_STATED EXERCISE_
Reproduce each line of the records below verbatim, changing nothing.

[Rows from a segmentation dataset]

= = = = = = =

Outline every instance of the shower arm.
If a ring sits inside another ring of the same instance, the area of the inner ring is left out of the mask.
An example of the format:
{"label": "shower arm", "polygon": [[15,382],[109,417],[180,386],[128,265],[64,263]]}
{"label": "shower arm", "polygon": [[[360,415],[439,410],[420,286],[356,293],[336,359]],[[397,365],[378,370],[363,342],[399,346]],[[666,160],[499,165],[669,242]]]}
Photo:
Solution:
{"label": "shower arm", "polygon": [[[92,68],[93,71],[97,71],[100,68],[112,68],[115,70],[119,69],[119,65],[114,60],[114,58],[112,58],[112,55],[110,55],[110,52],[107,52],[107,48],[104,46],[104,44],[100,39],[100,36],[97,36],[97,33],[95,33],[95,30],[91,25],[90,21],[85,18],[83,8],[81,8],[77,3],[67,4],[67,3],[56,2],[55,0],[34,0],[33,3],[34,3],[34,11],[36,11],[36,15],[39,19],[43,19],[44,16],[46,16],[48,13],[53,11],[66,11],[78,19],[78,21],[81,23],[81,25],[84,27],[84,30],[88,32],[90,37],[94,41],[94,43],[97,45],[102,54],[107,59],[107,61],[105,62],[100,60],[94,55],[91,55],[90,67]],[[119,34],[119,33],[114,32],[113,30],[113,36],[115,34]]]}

= = = = = = =

_RESULT OF THIS TASK_
Outline every instance of the shower arm.
If a ring sits inside another ring of the same instance, the area of the inner ring is left out of the mask.
An example of the format:
{"label": "shower arm", "polygon": [[15,382],[109,417],[180,386],[128,265],[64,263]]}
{"label": "shower arm", "polygon": [[[360,415],[439,410],[420,286],[356,293],[336,359]],[[397,365],[378,370],[363,342],[399,346]],[[666,160],[499,165],[669,242]]]}
Photo:
Solution:
{"label": "shower arm", "polygon": [[[92,68],[93,71],[97,71],[100,68],[112,68],[115,70],[119,69],[119,65],[114,60],[114,58],[112,58],[112,55],[110,55],[110,52],[107,52],[107,48],[104,46],[104,44],[100,39],[100,36],[97,36],[97,33],[95,33],[95,30],[91,25],[90,21],[85,18],[83,8],[81,8],[77,3],[67,4],[67,3],[56,2],[55,0],[34,0],[33,3],[34,3],[34,11],[36,11],[36,15],[39,19],[43,19],[44,16],[46,16],[48,13],[53,11],[66,11],[78,19],[78,21],[81,23],[81,25],[84,27],[84,30],[88,32],[90,37],[94,41],[94,43],[97,45],[102,54],[107,59],[107,61],[105,62],[100,60],[94,55],[91,55],[90,67]],[[119,34],[119,33],[114,32],[113,30],[113,36],[115,34]]]}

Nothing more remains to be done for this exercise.